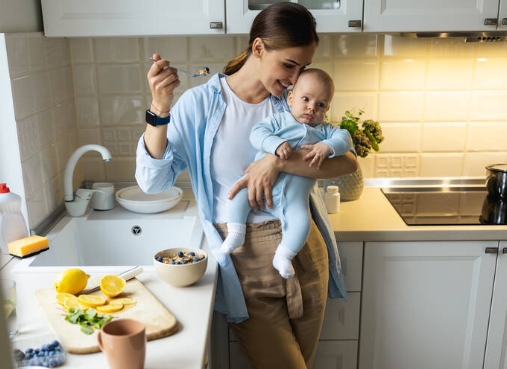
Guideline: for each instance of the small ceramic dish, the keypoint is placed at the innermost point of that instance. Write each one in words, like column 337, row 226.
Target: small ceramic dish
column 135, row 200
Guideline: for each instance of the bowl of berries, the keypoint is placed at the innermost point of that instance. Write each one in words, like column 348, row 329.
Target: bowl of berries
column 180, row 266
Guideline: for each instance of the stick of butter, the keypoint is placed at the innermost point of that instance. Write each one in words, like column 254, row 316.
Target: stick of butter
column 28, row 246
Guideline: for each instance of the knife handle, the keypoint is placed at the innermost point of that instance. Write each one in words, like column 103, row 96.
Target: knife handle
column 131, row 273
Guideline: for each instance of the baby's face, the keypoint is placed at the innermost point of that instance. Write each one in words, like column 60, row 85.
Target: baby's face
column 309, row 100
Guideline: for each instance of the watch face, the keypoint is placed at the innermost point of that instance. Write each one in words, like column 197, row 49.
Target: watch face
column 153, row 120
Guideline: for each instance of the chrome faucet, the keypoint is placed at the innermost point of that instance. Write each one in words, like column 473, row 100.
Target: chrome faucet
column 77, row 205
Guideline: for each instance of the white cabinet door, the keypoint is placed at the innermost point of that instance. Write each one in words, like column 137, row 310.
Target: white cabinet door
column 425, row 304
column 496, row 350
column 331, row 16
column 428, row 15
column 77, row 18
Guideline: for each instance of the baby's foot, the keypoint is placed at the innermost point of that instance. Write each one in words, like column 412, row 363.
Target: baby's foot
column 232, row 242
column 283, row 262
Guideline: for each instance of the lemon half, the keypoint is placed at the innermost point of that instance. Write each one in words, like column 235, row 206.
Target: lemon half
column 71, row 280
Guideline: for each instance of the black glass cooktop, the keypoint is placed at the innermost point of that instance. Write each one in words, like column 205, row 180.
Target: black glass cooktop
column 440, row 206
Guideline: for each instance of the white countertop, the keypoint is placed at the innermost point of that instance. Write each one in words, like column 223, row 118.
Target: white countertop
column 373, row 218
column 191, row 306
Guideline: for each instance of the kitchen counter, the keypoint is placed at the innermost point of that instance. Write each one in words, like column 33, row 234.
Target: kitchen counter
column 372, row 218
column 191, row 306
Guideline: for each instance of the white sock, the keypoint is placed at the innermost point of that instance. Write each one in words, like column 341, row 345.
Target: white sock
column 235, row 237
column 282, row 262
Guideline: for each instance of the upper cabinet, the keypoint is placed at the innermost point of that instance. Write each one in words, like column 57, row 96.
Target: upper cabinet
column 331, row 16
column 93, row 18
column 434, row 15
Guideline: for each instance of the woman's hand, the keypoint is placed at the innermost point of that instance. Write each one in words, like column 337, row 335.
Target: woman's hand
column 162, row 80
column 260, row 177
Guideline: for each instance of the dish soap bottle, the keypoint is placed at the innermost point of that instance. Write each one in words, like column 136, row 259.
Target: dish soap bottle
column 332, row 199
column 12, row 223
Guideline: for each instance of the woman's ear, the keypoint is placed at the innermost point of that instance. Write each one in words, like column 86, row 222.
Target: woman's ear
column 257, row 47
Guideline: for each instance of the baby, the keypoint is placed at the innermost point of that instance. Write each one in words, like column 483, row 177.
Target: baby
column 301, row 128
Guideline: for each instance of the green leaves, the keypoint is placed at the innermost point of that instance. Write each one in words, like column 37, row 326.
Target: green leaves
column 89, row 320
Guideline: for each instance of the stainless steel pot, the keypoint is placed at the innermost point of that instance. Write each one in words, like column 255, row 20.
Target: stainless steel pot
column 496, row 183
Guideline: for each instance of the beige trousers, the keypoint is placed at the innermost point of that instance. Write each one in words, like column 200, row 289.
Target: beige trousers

...

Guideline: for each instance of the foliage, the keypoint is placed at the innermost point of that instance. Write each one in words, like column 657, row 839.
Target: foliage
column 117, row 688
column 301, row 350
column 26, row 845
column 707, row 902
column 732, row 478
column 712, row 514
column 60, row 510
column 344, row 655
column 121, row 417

The exercise:
Starting with the line that contains "Guideline: for each instance of the baby's foot, the" and going on through the line that contains "column 434, row 15", switch each "innermost" to "central". Give only those lines again, with everything else unchanged.

Solution:
Guideline: for each instance of the baby's foot, the keypoint is placed at the central point of that instance. Write each one in words, like column 412, row 363.
Target: baby's foot
column 232, row 242
column 283, row 262
Guideline: for each instance of the lemon half, the keypoint is placed at the central point of that instance. Write each one in words, like column 235, row 206.
Target: lemon half
column 71, row 280
Guideline: for each instance of the black glass cooktop, the keypoint is placed at the central point of that instance. Write each one in words, like column 205, row 180.
Target: black glass cooktop
column 440, row 206
Guideline: for each instance of the white countertop, the keypoint is placed at the central point of that instance. Write each one in words, like column 223, row 118.
Target: white countertop
column 373, row 218
column 191, row 306
Guideline: for each instance of the kitchen counter, the keypoint is placed at the central point of that instance. Write each one in words, like column 33, row 234.
Target: kitchen counter
column 372, row 218
column 191, row 306
Guideline: for each instance of the white sock, the keypoint is placed at the central point of that instance. Write each one in words, like column 341, row 345.
Target: white sock
column 235, row 237
column 282, row 262
Guideline: for each instance of the upper cabinet, the keypoint is placed at the central point of that instance. Write each one in words, like column 57, row 96.
Target: upper cabinet
column 331, row 16
column 93, row 18
column 434, row 15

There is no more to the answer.